__What the task asks__
Could you print every record below exactly as it appears?

__Input for this task__
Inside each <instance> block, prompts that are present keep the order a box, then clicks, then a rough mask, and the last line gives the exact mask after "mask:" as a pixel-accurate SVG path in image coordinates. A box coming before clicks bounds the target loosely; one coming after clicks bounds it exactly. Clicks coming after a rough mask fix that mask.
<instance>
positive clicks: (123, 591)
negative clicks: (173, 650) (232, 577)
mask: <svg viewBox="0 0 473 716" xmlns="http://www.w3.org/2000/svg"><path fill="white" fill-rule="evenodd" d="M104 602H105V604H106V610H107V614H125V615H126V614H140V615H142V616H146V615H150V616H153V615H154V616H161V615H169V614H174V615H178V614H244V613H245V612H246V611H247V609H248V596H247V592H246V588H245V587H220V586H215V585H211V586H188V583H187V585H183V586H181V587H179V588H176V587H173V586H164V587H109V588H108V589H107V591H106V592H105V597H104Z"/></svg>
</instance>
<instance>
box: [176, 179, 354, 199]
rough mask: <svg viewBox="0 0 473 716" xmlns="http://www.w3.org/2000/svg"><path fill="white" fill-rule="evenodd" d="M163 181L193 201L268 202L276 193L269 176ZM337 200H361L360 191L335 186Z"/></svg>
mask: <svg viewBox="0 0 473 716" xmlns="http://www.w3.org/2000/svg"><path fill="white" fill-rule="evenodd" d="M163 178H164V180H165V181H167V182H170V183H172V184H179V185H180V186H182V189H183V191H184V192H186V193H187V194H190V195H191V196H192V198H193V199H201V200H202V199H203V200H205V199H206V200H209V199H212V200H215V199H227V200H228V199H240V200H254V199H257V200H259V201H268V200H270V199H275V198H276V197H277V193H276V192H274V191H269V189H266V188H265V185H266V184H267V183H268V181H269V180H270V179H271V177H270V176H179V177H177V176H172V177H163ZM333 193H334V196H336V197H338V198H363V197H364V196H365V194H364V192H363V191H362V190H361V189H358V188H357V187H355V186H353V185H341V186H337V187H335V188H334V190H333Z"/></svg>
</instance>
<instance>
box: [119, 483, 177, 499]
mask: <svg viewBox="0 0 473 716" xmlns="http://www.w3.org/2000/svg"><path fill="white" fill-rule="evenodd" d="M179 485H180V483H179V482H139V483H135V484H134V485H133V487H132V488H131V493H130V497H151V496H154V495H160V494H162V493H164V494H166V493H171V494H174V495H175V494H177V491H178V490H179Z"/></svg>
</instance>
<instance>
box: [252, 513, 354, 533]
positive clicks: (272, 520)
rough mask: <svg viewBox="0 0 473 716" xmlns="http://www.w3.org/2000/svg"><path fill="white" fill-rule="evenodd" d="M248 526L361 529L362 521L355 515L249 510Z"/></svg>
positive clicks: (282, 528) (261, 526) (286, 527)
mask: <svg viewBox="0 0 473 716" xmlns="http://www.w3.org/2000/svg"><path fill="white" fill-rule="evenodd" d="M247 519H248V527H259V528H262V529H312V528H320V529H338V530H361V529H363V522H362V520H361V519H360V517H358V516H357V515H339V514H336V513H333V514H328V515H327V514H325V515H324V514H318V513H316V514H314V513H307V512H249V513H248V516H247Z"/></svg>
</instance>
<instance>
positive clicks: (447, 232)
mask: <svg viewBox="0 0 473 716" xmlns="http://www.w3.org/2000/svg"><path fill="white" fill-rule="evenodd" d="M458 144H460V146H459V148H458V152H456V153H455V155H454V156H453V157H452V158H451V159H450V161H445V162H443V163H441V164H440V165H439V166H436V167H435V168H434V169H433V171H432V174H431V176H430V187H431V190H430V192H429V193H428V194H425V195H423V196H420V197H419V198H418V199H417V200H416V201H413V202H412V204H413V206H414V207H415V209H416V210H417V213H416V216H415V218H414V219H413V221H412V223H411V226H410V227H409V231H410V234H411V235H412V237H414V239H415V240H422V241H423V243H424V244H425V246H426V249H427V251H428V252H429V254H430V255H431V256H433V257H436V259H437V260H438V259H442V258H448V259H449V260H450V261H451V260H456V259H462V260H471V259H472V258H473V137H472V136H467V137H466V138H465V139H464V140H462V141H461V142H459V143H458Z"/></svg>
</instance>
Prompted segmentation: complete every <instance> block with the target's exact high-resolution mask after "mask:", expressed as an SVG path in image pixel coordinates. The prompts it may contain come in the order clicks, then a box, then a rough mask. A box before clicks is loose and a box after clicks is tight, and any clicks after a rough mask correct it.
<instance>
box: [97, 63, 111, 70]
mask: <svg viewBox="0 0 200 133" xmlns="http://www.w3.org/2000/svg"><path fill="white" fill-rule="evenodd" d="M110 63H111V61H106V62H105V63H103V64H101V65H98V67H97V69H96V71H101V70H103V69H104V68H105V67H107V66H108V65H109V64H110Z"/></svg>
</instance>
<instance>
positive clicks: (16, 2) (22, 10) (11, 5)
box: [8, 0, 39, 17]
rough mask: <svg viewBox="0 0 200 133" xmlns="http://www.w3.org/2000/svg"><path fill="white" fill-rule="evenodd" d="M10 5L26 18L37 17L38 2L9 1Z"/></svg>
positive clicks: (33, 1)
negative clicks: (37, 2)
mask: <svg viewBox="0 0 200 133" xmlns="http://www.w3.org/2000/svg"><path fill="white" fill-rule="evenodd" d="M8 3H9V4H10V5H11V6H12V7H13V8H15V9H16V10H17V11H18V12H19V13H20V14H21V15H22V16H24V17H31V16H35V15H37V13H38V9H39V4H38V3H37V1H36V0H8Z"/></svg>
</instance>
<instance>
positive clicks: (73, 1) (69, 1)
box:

__Response__
Inside each <instance> block, prompts that are present keep the order a box, then clicks, then a rough mask, and the last line gives the exact mask after "mask:" as a pixel-accurate SVG path in image coordinates. A box coming before clicks bounds the target loosely; one coming after clicks bounds it exactly. Clicks coming after a rough mask fix that mask.
<instance>
positive clicks: (123, 591)
negative clicks: (173, 650) (232, 577)
mask: <svg viewBox="0 0 473 716" xmlns="http://www.w3.org/2000/svg"><path fill="white" fill-rule="evenodd" d="M104 602H105V604H106V610H107V614H125V615H126V614H140V615H142V616H146V615H150V616H153V615H154V616H161V615H169V614H174V615H178V614H244V613H245V612H246V611H247V609H248V596H247V592H246V588H245V587H220V586H215V585H211V586H188V583H187V585H183V586H181V587H179V588H176V587H173V586H164V587H109V588H108V589H107V591H106V592H105V597H104Z"/></svg>
</instance>
<instance>
box: [176, 179, 354, 199]
rough mask: <svg viewBox="0 0 473 716" xmlns="http://www.w3.org/2000/svg"><path fill="white" fill-rule="evenodd" d="M163 181L193 201L268 202L276 193L269 176ZM337 200H361L360 191L335 186Z"/></svg>
mask: <svg viewBox="0 0 473 716" xmlns="http://www.w3.org/2000/svg"><path fill="white" fill-rule="evenodd" d="M163 178H164V180H165V181H167V182H170V183H172V184H179V185H180V186H182V189H183V191H184V192H186V193H187V194H190V195H191V196H192V198H193V199H201V200H202V199H203V200H205V199H206V200H209V199H212V200H215V199H227V200H228V199H240V200H254V199H257V200H259V201H268V200H270V199H275V198H276V197H277V193H276V192H274V191H269V189H266V188H265V185H266V184H267V183H268V181H269V180H270V179H271V177H270V176H179V177H177V176H172V177H163ZM333 193H334V196H336V197H338V198H363V197H364V196H365V194H364V192H363V191H362V190H361V189H358V188H357V187H355V186H353V185H341V186H337V187H335V188H334V190H333Z"/></svg>
</instance>
<instance>
box: [119, 483, 177, 499]
mask: <svg viewBox="0 0 473 716" xmlns="http://www.w3.org/2000/svg"><path fill="white" fill-rule="evenodd" d="M179 485H180V483H179V482H139V483H135V484H134V485H133V487H132V488H131V493H130V497H151V496H154V495H160V494H162V493H164V494H166V493H171V494H174V495H175V494H177V491H178V490H179Z"/></svg>
</instance>
<instance>
box: [252, 513, 354, 533]
positive clicks: (272, 520)
rough mask: <svg viewBox="0 0 473 716" xmlns="http://www.w3.org/2000/svg"><path fill="white" fill-rule="evenodd" d="M248 526L361 529L362 521L355 515L249 510Z"/></svg>
positive clicks: (282, 528) (261, 526) (286, 527)
mask: <svg viewBox="0 0 473 716" xmlns="http://www.w3.org/2000/svg"><path fill="white" fill-rule="evenodd" d="M247 519H248V527H259V528H262V529H312V528H320V529H338V530H361V529H363V522H362V520H361V519H360V517H358V516H357V515H339V514H336V513H333V514H328V515H327V514H325V515H324V514H318V513H316V514H314V513H307V512H249V513H248V516H247Z"/></svg>
</instance>
<instance>
positive clicks: (447, 232)
mask: <svg viewBox="0 0 473 716" xmlns="http://www.w3.org/2000/svg"><path fill="white" fill-rule="evenodd" d="M458 144H460V146H459V148H458V152H456V153H455V155H454V156H453V157H452V158H451V159H450V161H445V162H443V163H441V164H440V165H439V166H436V167H435V168H434V169H433V171H432V174H431V176H430V187H431V190H430V192H429V193H428V194H425V195H423V196H420V197H419V198H418V199H417V200H416V201H413V202H412V204H413V206H414V207H415V209H416V210H417V213H416V216H415V218H414V219H413V221H412V223H411V226H410V227H409V231H410V234H411V235H412V237H414V239H415V240H422V241H423V243H424V244H425V246H426V249H427V251H428V252H429V254H430V255H431V256H433V257H436V259H437V260H438V259H442V258H448V259H449V260H450V261H451V260H456V259H462V260H471V259H472V258H473V137H472V136H467V137H466V138H465V139H464V140H462V141H461V142H459V143H458Z"/></svg>
</instance>
Prompted segmentation: complete every <instance> block with the target's exact high-resolution mask after "mask:", expressed as an SVG path in image pixel coordinates. The prompts it may contain come in the order clicks, then a box, then a rough mask. A box before clicks is loose and a box after clicks is tight, and any clicks after a rough mask correct it.
<instance>
box: [97, 63, 111, 70]
mask: <svg viewBox="0 0 200 133" xmlns="http://www.w3.org/2000/svg"><path fill="white" fill-rule="evenodd" d="M110 63H111V61H106V62H105V63H103V64H101V65H98V67H97V69H96V71H101V70H103V69H104V68H105V67H107V66H108V65H109V64H110Z"/></svg>
</instance>
<instance>
positive clicks: (16, 2) (22, 10) (11, 5)
box: [8, 0, 39, 17]
rough mask: <svg viewBox="0 0 200 133" xmlns="http://www.w3.org/2000/svg"><path fill="white" fill-rule="evenodd" d="M10 5L26 18L37 17L38 2L9 1Z"/></svg>
positive clicks: (33, 1)
negative clicks: (37, 2)
mask: <svg viewBox="0 0 200 133" xmlns="http://www.w3.org/2000/svg"><path fill="white" fill-rule="evenodd" d="M8 3H9V4H10V5H11V6H12V7H13V8H15V9H16V10H17V11H18V12H19V13H20V14H21V15H22V16H24V17H31V16H35V15H37V13H38V9H39V4H38V3H37V1H36V0H8Z"/></svg>
</instance>
<instance>
positive clicks: (73, 1) (69, 1)
box:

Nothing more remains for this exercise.